▸ Фрагмент документа
Тут мы вступаем в абсолютно противоречивую область, куда мне сейчас не хотелось бы углубляться. Мы поступим разумно, если вернемся к более элементарным задачам и поговорим о том, как мы вообще пришли к мысли о существовании такого женского архетипа.

Пока архетип не проецируется, пока остается заключенным в предмете любви или ненависти, он не до конца тождественен индивидууму и вынуждает последнего изображать себя. В таких обстоятельствах мужчина начинает представлять аниму. В нашем языке давно существует слово, которое прекрасно характеризует эту установку, – «одушевление»[71]. Толковать это слово лучше всего как «одержимость анимой». Речь в данном случае идет о необузданных эмоциях. Слово Animosität употребляют, разумеется, в смысле неприязненной эмоциональности, но на самом деле анима может опираться и на позитивные чувства[72].

Самообладание – типично мужской идеал. Оно достигается за счет вытеснения перепадов настроения. Чувствительность же – специфически женская добродетель; поскольку мужчина для достижения идеала мужественности подавляет в себе все женские черты, которыми он обладает так же, как женщина обладает чертами мужскими, постольку он вытесняет известные душевные движения как проявления женской слабости. Тем самым он накапливает в своем бессознательном женственность, сентиментальность, которые, когда мужчина раскрывается, выдают в нем присутствие женской сущности. Известно, что этим отличаются крайне мужественные мужчины, которые сильнее всего подавляют в себе женские чувства. Данным фактом можно объяснить, с одной стороны, значительное преобладание самоубийств среди мужчин, а с другой стороны, необычную силу духа и твердость, которые проявляют именно самые женственные женщины. Если мы тщательно исследуем несдерживаемые эмоции мужчин и попытаемся реконструировать вероятную личность, которая способна порождать такие эмоции, то, скорее всего, обнаружим женскую фигуру, каковую я и обозначаю как аниму. Отсюда древняя вера о душе в женском роде – psyche или anima, а церковь в Средние века не без психологических оснований ставила вопрос: «Habet mulier animam?» («Есть ли у женщины душа?»)

▸ Набор записей
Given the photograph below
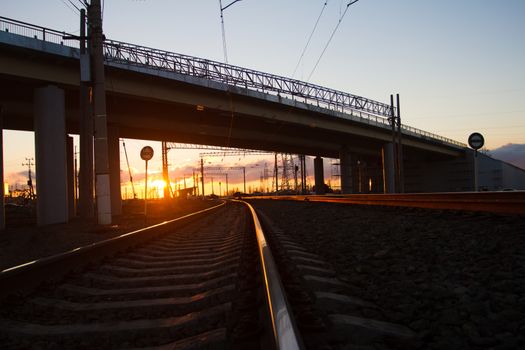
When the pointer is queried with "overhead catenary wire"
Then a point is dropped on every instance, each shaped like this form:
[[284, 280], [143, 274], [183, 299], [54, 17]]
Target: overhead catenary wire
[[331, 37], [309, 39]]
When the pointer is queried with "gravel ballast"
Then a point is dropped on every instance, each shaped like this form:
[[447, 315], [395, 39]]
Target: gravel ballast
[[455, 278]]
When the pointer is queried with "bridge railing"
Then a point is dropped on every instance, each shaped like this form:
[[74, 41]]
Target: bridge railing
[[351, 106], [37, 32]]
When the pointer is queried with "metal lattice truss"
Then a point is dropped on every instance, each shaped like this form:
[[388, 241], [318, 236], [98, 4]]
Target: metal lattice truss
[[117, 51], [224, 151], [133, 55]]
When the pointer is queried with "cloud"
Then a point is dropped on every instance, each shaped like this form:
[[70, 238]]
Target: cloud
[[511, 153]]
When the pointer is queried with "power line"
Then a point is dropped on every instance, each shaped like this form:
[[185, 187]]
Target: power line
[[222, 27], [331, 36], [309, 38]]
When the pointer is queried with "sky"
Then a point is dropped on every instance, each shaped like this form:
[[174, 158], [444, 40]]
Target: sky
[[457, 65]]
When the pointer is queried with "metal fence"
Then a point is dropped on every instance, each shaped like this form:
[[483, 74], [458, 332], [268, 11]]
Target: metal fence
[[350, 106]]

▸ Что нужно сделать
Перепишите часть текста об аниме, которая начинается со слов «Пока архетип не» и заканчивается словами «на позитивные чувства[72].», заменив «необузданных» на «неукротимых».

▸ Готовое решение
Пока архетип не проецируется, пока остается заключенным в предмете любви или ненависти, он не до конца тождественен индивидууму и вынуждает последнего изображать себя. В таких обстоятельствах мужчина начинает представлять аниму. В нашем языке давно существует слово, которое прекрасно характеризует эту установку, – «одушевление»[71]. Толковать это слово лучше всего как «одержимость анимой». Речь в данном случае идет о неукротимых эмоциях. Слово Animosität употребляют, разумеется, в смысле неприязненной эмоциональности, но на самом деле анима может опираться и на позитивные чувства[72].